[Extract to read]
..........
How we can tame the wild west of Big Tech media?
By Steven Hill, Mercury News, Jan 27, 2021
Why do so many people, including both former President Donald Trump and new President Joe Biden, keep talking about getting rid of an obscure law called Section 230?
The short answer is that Section 230, part of the Communications Decency Act of 1996, is the legal underpinning for one of the largest and most consequential experiments in American history.
Since the birth of Big Tech Media 15 years ago, our nearly 250-year-old republic has become a test case. Can a nation’s news and information infrastructure, the lifeblood of any democracy, be dependent on digital media technologies that allow a global free speech zone of unlimited audience size, combined with algorithmic (non-human) curation of massive volumes of disinformation that can be spread with unprecedented ease?
This experiment has been possible because Section 230 grants Big Tech Media immunity from responsibility for the mass content that is published and broadcast across their platforms. A mere 26 words in the bipartisan law were originally intended to protect “interactive computer services” from being sued over what their users post, just like telephone companies can’t be sued over any gossip told by Aunt Mabel to every busybody in town.
But as Facebook, Google, Twitter and other services scaled over time to an unimaginable size, the platforms’ lack of human editors has resulted in a gushing firehose of mis- and disinformation where scandals and conspiracies are prioritized over real news for mass distribution.
..........
(Referring expression pointing data)

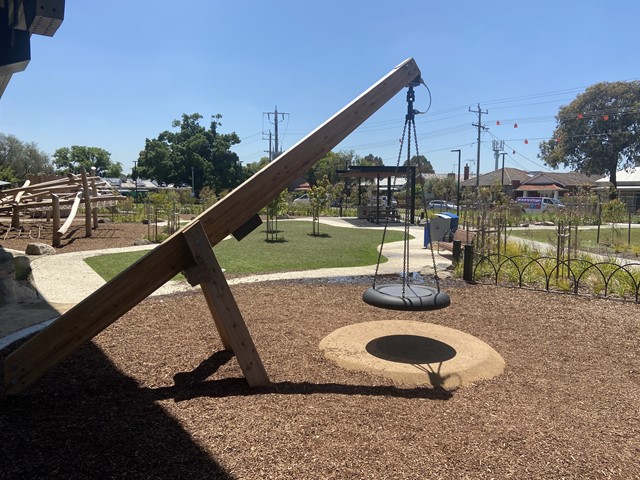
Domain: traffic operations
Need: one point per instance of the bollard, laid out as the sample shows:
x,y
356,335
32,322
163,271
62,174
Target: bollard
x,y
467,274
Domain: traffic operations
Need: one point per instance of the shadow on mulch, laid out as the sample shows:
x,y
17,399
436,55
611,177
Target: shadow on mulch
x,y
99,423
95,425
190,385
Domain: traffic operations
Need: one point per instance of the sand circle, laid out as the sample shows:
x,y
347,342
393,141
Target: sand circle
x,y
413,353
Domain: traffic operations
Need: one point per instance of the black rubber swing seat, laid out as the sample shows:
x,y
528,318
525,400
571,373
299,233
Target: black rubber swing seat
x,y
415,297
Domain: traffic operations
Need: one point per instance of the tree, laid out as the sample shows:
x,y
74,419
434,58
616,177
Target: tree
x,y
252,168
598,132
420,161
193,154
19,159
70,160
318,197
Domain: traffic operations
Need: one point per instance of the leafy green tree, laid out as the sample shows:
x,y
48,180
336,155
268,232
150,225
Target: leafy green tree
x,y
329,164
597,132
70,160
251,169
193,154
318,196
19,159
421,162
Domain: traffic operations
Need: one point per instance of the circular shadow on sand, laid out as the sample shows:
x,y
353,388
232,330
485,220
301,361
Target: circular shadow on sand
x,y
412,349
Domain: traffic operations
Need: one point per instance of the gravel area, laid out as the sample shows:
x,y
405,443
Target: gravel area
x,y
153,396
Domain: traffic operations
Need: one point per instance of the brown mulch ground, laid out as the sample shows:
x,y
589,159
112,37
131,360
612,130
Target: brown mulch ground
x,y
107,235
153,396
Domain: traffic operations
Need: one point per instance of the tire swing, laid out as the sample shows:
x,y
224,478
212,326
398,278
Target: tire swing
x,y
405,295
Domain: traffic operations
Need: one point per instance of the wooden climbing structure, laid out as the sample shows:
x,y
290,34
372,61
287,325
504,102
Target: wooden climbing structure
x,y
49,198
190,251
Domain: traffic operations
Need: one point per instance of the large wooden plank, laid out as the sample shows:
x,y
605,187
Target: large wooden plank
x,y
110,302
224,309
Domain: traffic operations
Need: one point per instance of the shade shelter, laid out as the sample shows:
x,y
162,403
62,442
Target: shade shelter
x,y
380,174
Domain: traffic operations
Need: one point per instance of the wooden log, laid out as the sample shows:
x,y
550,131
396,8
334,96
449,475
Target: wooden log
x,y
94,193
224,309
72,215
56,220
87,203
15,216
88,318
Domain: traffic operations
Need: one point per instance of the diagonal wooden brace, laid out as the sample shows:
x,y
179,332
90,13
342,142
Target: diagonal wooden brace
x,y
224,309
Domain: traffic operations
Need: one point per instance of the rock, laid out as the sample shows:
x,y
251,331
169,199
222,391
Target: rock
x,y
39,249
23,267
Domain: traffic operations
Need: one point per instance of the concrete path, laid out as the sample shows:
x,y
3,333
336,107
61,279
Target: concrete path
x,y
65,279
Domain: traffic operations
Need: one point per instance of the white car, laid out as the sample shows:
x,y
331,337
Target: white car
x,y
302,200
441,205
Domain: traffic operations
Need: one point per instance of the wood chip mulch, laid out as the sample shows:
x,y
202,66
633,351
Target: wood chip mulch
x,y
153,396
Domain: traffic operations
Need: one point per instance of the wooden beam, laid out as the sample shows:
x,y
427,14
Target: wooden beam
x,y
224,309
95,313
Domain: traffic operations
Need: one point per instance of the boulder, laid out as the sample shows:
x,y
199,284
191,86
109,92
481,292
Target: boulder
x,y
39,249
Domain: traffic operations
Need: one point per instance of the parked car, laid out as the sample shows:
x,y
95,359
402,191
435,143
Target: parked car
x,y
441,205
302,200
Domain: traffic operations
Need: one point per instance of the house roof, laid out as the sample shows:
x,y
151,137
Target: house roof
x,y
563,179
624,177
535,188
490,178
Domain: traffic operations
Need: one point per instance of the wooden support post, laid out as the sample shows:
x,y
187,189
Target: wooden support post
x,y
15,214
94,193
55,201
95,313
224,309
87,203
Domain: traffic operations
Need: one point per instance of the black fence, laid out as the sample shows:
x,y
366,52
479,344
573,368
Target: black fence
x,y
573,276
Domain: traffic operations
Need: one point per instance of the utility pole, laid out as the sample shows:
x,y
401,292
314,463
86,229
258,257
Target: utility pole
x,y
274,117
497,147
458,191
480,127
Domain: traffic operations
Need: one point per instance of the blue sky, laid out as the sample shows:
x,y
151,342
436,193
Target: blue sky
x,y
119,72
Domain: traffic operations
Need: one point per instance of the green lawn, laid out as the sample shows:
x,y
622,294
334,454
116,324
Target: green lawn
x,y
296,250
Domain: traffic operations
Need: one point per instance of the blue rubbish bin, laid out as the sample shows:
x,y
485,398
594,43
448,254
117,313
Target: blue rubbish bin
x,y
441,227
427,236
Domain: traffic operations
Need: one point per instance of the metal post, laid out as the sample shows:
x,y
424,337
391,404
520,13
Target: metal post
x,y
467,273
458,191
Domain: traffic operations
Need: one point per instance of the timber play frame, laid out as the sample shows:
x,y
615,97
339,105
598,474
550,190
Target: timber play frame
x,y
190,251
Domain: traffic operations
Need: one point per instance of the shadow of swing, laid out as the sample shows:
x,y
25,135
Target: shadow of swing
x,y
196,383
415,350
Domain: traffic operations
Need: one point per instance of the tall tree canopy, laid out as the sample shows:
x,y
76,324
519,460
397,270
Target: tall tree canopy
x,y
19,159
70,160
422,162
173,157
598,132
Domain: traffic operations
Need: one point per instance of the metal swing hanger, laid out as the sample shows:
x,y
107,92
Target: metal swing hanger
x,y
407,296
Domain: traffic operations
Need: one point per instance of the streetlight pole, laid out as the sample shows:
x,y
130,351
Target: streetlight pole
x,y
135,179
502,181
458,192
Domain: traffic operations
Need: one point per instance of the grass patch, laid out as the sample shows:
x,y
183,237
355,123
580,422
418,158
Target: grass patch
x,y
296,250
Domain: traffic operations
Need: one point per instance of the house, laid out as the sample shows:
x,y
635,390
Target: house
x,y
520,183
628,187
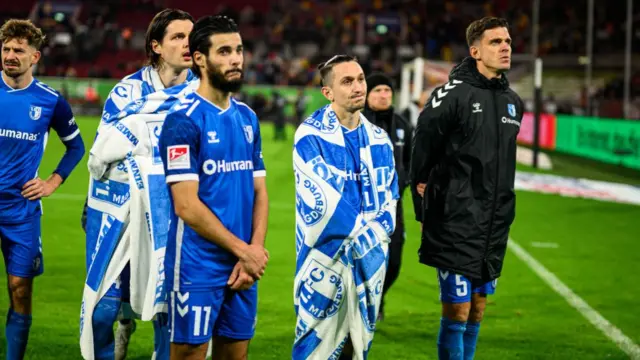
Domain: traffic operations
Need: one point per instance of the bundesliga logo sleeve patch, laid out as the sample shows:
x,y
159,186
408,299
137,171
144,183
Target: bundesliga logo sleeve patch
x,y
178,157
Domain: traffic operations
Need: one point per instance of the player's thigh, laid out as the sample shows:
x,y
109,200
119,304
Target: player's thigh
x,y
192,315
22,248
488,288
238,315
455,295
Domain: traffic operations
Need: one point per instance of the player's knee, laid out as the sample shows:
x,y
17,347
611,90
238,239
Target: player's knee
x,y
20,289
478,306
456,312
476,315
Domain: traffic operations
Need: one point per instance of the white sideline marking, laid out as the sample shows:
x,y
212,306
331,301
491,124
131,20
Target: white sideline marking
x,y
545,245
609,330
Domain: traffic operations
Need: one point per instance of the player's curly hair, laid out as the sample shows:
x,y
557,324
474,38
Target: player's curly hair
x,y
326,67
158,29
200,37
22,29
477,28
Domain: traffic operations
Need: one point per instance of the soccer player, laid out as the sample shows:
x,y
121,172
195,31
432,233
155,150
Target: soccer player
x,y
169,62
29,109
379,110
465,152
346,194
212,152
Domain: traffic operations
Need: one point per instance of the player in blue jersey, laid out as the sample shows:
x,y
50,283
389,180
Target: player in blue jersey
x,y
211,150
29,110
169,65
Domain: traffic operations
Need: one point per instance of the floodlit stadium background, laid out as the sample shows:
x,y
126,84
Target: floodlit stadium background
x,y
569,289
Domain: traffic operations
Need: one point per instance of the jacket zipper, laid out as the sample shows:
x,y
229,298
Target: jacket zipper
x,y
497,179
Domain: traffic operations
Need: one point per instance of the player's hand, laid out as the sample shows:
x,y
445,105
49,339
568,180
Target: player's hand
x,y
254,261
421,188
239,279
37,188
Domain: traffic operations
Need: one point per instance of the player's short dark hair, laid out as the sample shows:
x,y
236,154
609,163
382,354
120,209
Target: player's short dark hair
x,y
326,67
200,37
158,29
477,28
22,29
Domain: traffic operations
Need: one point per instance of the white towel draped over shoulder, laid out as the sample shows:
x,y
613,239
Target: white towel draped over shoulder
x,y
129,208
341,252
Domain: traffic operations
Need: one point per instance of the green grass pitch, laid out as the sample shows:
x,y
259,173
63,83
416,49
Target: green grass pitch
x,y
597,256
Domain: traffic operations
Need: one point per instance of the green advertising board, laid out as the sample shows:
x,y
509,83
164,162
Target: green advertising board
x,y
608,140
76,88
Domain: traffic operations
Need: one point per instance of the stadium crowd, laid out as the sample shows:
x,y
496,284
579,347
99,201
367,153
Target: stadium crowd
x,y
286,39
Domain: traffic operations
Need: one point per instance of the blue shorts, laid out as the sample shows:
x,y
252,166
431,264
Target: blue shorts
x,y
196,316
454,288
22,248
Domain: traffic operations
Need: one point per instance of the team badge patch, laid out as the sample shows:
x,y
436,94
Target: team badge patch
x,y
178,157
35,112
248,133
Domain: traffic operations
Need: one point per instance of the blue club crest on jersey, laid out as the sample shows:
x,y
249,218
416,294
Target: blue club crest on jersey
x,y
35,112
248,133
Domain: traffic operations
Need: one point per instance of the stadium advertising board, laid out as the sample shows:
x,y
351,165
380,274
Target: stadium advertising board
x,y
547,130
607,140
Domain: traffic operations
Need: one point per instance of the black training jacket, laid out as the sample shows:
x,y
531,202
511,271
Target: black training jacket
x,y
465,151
..........
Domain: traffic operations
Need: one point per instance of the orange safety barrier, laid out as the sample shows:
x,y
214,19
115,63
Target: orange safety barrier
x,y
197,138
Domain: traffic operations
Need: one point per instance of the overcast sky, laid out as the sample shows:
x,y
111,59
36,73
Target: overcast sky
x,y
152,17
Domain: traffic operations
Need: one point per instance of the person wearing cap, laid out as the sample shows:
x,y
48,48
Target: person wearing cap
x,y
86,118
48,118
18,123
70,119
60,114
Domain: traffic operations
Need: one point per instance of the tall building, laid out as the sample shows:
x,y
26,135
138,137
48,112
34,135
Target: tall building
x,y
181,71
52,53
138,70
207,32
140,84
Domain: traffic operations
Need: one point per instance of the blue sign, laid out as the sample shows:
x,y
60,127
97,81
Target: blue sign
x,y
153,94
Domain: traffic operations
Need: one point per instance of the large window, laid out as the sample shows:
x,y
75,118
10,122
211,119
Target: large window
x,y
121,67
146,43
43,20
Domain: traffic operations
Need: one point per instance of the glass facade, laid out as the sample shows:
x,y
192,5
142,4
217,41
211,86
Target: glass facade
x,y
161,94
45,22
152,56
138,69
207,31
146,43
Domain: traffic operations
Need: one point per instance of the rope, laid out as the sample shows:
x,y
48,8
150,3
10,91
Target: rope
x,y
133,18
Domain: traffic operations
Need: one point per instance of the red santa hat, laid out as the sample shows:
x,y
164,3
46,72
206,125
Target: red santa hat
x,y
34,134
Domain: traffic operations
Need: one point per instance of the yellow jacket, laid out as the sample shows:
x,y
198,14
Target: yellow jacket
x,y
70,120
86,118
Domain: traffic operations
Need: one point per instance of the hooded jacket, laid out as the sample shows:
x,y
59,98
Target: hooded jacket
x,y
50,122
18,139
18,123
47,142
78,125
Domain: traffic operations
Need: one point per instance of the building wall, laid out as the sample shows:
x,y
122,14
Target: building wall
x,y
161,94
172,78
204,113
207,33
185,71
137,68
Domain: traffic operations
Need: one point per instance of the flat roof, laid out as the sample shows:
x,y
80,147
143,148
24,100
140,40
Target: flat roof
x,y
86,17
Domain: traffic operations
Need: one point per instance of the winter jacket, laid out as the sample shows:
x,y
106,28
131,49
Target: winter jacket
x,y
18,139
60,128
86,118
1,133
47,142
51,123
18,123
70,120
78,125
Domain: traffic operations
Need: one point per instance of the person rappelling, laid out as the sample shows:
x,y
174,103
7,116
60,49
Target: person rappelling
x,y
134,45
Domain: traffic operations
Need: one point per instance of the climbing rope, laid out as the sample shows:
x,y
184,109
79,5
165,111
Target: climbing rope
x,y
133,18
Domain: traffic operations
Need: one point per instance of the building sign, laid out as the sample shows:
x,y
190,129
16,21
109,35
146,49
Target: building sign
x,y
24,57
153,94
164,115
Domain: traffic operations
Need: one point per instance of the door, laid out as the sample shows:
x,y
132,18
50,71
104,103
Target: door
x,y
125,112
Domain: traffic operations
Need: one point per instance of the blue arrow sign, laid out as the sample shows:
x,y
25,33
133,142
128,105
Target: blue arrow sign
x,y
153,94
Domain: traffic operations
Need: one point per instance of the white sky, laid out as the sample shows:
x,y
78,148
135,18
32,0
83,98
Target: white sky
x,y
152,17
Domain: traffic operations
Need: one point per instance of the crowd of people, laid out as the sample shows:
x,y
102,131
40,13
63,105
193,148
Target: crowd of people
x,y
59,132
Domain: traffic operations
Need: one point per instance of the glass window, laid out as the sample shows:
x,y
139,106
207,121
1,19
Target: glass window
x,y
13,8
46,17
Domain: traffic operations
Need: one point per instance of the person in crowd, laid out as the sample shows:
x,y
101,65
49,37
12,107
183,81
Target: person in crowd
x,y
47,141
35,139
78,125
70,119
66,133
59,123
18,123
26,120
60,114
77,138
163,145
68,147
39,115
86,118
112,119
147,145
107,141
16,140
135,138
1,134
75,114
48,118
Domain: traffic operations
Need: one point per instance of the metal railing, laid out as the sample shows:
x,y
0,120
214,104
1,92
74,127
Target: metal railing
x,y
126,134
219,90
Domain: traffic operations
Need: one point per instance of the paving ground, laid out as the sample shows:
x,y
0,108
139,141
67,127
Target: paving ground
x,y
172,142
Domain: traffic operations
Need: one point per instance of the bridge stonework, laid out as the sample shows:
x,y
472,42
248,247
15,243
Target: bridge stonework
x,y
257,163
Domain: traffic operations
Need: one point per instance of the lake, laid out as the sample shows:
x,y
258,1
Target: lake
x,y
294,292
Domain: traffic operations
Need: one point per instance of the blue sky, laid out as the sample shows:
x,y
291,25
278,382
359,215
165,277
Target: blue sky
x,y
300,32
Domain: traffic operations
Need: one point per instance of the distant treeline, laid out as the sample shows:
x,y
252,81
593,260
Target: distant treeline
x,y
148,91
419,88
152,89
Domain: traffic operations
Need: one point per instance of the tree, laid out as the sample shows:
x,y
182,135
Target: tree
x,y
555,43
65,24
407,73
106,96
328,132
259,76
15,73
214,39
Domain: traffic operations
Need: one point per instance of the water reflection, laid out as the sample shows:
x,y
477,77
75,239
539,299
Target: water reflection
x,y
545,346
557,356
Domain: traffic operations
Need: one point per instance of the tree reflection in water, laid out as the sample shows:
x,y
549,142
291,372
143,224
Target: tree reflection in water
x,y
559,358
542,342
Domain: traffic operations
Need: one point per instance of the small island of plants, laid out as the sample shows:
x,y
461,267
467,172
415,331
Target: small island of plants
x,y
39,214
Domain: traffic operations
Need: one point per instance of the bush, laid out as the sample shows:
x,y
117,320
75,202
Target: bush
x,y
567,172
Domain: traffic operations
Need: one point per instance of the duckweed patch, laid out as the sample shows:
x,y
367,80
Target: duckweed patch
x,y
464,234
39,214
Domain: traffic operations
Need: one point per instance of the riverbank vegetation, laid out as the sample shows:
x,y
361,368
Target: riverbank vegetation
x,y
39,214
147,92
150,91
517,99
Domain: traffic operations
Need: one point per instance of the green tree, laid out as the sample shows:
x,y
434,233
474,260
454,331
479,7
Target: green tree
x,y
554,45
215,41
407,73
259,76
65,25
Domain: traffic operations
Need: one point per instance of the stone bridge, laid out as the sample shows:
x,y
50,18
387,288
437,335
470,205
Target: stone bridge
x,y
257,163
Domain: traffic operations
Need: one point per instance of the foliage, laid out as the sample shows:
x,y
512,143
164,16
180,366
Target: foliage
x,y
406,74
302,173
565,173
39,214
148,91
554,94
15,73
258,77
..........
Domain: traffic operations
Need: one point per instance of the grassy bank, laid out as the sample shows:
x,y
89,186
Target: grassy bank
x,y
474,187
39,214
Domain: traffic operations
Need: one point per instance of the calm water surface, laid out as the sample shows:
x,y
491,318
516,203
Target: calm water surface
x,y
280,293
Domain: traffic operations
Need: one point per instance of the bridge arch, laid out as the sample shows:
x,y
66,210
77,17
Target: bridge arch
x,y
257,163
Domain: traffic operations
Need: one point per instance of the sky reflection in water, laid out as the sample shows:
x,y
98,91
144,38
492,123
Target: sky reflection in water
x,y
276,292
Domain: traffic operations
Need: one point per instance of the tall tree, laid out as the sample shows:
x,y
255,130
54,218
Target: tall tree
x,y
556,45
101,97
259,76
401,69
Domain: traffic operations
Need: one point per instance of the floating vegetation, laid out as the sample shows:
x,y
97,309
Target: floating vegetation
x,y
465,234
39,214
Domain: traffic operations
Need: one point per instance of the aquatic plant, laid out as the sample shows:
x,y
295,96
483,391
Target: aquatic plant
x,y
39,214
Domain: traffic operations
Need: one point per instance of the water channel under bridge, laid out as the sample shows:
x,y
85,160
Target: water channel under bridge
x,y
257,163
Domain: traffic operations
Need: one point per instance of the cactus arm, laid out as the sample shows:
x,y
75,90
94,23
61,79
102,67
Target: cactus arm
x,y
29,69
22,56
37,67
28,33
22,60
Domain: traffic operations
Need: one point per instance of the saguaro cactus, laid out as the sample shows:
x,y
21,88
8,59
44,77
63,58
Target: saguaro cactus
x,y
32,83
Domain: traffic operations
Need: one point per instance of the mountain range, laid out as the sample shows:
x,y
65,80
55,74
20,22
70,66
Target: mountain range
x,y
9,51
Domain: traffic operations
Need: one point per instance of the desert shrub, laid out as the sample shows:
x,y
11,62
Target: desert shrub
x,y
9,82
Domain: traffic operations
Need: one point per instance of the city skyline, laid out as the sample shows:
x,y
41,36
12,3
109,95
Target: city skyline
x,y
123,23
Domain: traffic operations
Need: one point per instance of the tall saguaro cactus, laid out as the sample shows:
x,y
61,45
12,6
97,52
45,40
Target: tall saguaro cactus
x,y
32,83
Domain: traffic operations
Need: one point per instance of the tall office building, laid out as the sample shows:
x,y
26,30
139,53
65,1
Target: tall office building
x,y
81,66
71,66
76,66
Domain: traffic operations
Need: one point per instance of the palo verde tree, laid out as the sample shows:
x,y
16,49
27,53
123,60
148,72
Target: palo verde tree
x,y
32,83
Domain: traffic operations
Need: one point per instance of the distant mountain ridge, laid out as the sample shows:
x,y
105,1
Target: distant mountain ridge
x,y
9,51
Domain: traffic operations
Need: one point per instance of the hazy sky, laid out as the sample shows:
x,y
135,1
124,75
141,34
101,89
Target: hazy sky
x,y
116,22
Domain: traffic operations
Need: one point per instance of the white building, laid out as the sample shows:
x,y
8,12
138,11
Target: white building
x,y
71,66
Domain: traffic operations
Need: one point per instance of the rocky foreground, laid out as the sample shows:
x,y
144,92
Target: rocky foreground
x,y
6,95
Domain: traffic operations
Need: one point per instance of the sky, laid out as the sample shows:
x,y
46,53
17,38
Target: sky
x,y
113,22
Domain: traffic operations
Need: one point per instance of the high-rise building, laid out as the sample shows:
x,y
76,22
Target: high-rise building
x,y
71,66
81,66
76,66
..........
[Task requirements]
a) In the Section 230 article, which law is Section 230 part of?
b) Reproduce everything in the Section 230 article from "This experiment has" down to "busybody in town.".
The records come from a separate source.

[Answers below]
a) The Communications Decency Act of 1996.

b)
This experiment has been possible because Section 230 grants Big Tech Media immunity from responsibility for the mass content that is published and broadcast across their platforms. A mere 26 words in the bipartisan law were originally intended to protect “interactive computer services” from being sued over what their users post, just like telephone companies can’t be sued over any gossip told by Aunt Mabel to every busybody in town.